## Texte fourni:
====
C'est pour répondre à une commande institutionnelle que le nationalisme a été étudié dans cet ouvrage, ce qui a permis d'avoir des fonds pour les recherches effectuées. Celles-ci suivent aussi la conviction que le nationalisme en Russie peut dériver à l'impérialisme et à un renforcement de l'autoritarisme. Pour l'autrice, les recherches auront en grande partie confirmé et renforcé cette intuition.



Voilà une grossière tentative de résumer l'objet de ces travaux, que je trouve intéressants à plus d'un titre. L'autrice le dit et je le pense aussi : les élus et les intellectuels gagneraient certainement à s'inspirer de la critique ordinaire de "bon sens" pour développer leurs programmes et leurs théories de l'émancipation. La pensée critique pouvant bel et bien constituer une voie vers cette dernière qui nous est chère. En cela et parce que la critique sociale ordinaire est encore peu étudiée, je comprends véritablement le potentiel de ces travaux pour la recherche.
====
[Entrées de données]
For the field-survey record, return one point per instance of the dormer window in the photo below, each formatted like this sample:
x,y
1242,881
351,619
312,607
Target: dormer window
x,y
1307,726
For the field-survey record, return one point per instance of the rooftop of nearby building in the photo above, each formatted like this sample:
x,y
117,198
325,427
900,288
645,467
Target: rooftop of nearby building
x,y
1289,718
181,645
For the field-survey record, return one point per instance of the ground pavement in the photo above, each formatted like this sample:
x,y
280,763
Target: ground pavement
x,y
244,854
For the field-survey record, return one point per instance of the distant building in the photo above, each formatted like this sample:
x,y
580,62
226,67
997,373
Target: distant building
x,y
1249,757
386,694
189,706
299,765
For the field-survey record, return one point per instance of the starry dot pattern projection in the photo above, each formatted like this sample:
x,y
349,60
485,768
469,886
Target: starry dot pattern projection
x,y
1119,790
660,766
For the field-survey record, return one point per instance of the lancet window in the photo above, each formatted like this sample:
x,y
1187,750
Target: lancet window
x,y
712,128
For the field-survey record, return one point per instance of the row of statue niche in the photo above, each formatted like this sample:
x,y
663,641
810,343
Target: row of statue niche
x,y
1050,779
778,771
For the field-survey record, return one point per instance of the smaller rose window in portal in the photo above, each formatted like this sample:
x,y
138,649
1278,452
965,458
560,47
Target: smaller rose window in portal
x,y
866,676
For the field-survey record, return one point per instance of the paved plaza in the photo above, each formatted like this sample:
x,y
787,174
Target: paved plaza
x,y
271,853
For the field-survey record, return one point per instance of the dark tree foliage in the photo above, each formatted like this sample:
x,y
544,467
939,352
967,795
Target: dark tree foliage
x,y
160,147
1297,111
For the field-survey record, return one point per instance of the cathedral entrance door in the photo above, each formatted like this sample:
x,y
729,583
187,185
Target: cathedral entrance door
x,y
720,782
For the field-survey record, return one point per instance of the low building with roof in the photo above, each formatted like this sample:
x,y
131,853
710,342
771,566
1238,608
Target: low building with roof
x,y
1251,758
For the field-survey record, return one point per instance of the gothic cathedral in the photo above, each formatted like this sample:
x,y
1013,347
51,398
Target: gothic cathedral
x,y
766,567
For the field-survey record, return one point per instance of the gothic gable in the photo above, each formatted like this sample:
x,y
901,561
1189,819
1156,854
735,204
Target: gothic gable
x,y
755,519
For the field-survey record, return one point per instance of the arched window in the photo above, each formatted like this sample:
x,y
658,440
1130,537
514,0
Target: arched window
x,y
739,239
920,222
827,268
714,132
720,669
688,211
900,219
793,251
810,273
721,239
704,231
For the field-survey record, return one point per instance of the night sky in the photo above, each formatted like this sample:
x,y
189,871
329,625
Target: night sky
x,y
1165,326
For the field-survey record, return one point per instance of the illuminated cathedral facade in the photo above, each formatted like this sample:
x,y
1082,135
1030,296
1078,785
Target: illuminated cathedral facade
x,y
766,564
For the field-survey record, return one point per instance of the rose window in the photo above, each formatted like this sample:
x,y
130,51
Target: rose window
====
## Votre tâche:
Traduisez en anglais cette phrase du texte fourni : « Pour l'autrice, les recherches auront en grande partie confirmé et renforcé cette intuition. »

## Réponse attendue:
For the author, the research largely confirmed and strengthened this intuition.